Kutipan Teks

──────────

Asal-Usul Berdirinya
Dinasti Fatimiyah
Dinasti Fatimiyah
berdiri pada tahun 297 H/910 M, dan berakhir pada 567 H/1171 M yang pada
awalnya hanya merupakan sebuah gerakan keagamaan yang berkedudukan di Afrika
Utara dan kemudian berpindah ke Mesir. Dinasti ini dinisbatkan kepada Fatimah
Zahra putri Nabi Muhammad SAW dan sekaligus istri Ali bin Abi Thalib dan juga
Dinasti ini mengklaim dirinya sebagai keturunan garis lurus dari pasangan Ali
bin Abi Thalib dengan Fatimah Zahra binti Rasulullah SAW. Namun masalah nasab
keturunan Fatimiyah ini masih dan terus menjadi perdebatan antara para
sejarawan. Dari dulu hingga sekarang belum ada kata kesepakatan diantara para
sejarawan mengenai nasab keturunan ini, hal ini disebabkan beberapa faktor
diantaranya; pergolakan politik dan madzhab yang sangat kuat sejak wafatnya
Rasulullah SAW dan ketidakberanian dan keengganan keturunan Fatimiyah ini untuk
mengiklankan nasab mereka, karena takut kepada penguasa, ditambah lagi
penyembunyian nama-nama para pemimpin mereka sejak Muhammad bin Ismail hingga
Ubaidillah al Mahdi.
Sejarah mencatat bahwa
kelompok fatimiyah lahir paling dahulu dibanding kelompok lain. perlu diingat bahwa
kelompok ini berkaitan dengan Fatimah, putri Nabi Muhammad yang dikawinkan
dengan Ali, kemenakannya. Dari perkawinan itu lahir Hasan dan Husain pendiri
Dinasti Fatimiyah tersebut adalah Ubaedillah, menurut pendapat kaum sunah,
sedangkan menurut para pendukung dinasti itu sendiri, adalah Al-Mahdi,
keturunan Fatimah dengan Ali. Tujuan berdirinya dinasti ini tidak lain untuk
menyingkirkan bani abbasiyah dan mengembalikan kepemimpinan islam ketangan
keluarga Ali. Tuntutan itu dilancarkan oleh kelompok syiah ismailiyah.
Barangkali hal itu dilakukan karena kelompok ismailiyah selama ini senantiasa
berjuang dibawah tanah melawan dinasti abbasiyah, yang dilakukan dari syiria.
Selama abad delapan dan sembilan yang telah lalu, aliran islam ismailiyah
lambat laun mendapat dukungan dari berbagai kelompok dari hampir seluruh dunia
Islam. Sampai akhinya terbentuklah jaringan propaganda yang rapi dari aliran
Ismailiyah itu dan membangun sistem keyakinan isoterik, yang diambil dari
ajaran nabi lewat Ali dan pengikutnya.[1](Islamologi sejarah, ajaran dan
peranannya dalam peradaban umat manusia, Prof. Dr. Abu Su’ud)

──────────

Latihan Tertulis A
Menurut teks tentang asal-usul Dinasti Fatimiyah, pada tahun berapa dinasti ini berdiri?
Latihan Tertulis B
Kutip secara persis bagian teks tentang asal-usul Dinasti Fatimiyah, mulai dari "Selama abad delapan" sampai dengan "Dr. Abu Su’ud)".
Latihan Tertulis C
Teruskan teks tentang asal-usul Dinasti Fatimiyah mulai dari bagian terakhir yang tersedia.
Catatan di bawah ini diambil dari sumber yang berbeda.

Catatan yang Disediakan

──────────

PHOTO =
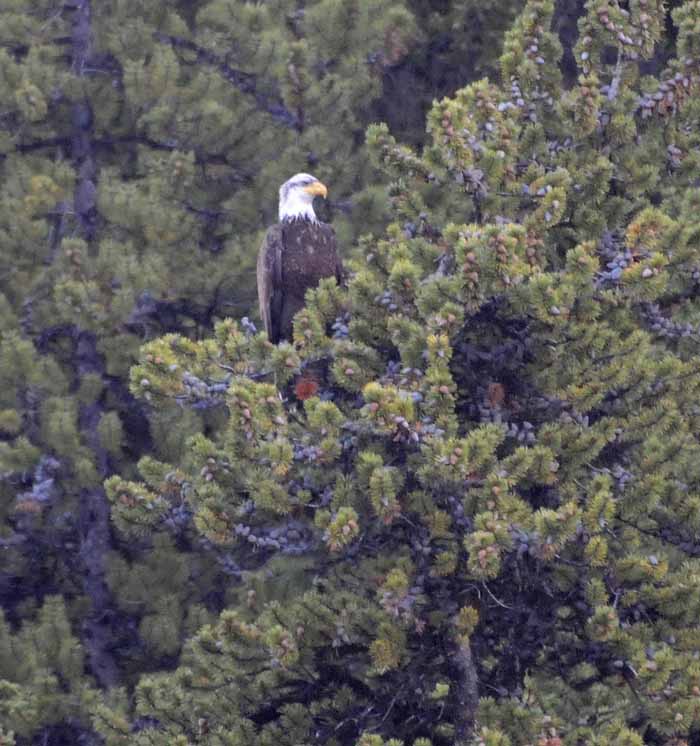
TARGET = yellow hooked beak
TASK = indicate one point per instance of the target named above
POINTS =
(317, 189)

──────────

Jawaban A
Dinasti Fatimiyah berdiri pada tahun 297 H/910 M.

Jawaban B
Selama abad delapan dan sembilan yang telah lalu, aliran islam ismailiyah
lambat laun mendapat dukungan dari berbagai kelompok dari hampir seluruh dunia
Islam. Sampai akhinya terbentuklah jaringan propaganda yang rapi dari aliran
Ismailiyah itu dan membangun sistem keyakinan isoterik, yang diambil dari
ajaran nabi lewat Ali dan pengikutnya.[1](Islamologi sejarah, ajaran dan
peranannya dalam peradaban umat manusia, Prof. Dr. Abu Su’ud)

Jawaban C
Dinasti Fatimiyah
beraliran Syiah Ismailiyah dan didirikan oleh Sa’id bin Husain al Salamiyah
bergelar Ubaidillah al Mahdi. Ubaidillah al Mahdi berpindah dari Suria ke
Afrika Utara karena propaganda Syiah di daerah ini mendapatan sambutan baik,
terutama dari suku Barber ketama. Dengan dukungan suku ini, Ubaidillah al Mahdi
menumbangkan gubernur Aglabiyah di Afrika, Rustamiyah Kharaji di Tahart dan
Idrisiyah Fez dijadikan sebagai bawahan.
Sejak semula bani
Fatimiyah telah menyatakan bahwa mereka adalah penguasa-penguasa yang berhak
atas seluruh dunia Islam, dan perpindahan mereka ke Mesir dan Suriah dalam
tahun 969 adalah langkah ke arah realisasi tujuan itu. Selain dari usaha
kemiliteran mereka juga melakukan kampanye propaganda yang padat di seluruh
propinsi-propinsi Asia. Ini dilaksanakan oleh sejumlah besar pendakwah, da’i.
Propagandanya tidak hanya merupakan suatu pemolesan kembali argumen-argumen
lama guna konsumsi rakyat, walau kadang-kadang memang benar demikian. Para da’i
ini beroperasi dalam berbagai tingkat yang tinggi Ismailisme dikemukakan oleh
Bani Fatimiyah sebagai monoteisme yang
dinyatakan dalam krangka-krangka filsafat Yunani. Usaha yang serupa pernah
dilakukan dalam sebuah karya yang
dihasilkan di Basrah dibawah inspirasi Ismailiyah (bukan Fatimiyah), barangkali
dalam paroh kedua abad ke10, yang dikenal sebagai Risalat al-ikhwan as-Safa
(risalah ikhwan suci); ini adalah ensiklopedia mengenai sains-sains Yunani yang
dikerjakan dengan agak serampangan, yang tujuan utamanya adalah untuk
memperlihatkan bagaimana cara memperoleh kebahagiaan di dunia yang akan datang.
Karya yang dihasilkan dibawah Fatimiyah adalah lebih alamiah dan lebih
filsafati.[2] (Kejayaan Islam:kajian kritis dari tokoh orientalis. W.
Montgomery Watt)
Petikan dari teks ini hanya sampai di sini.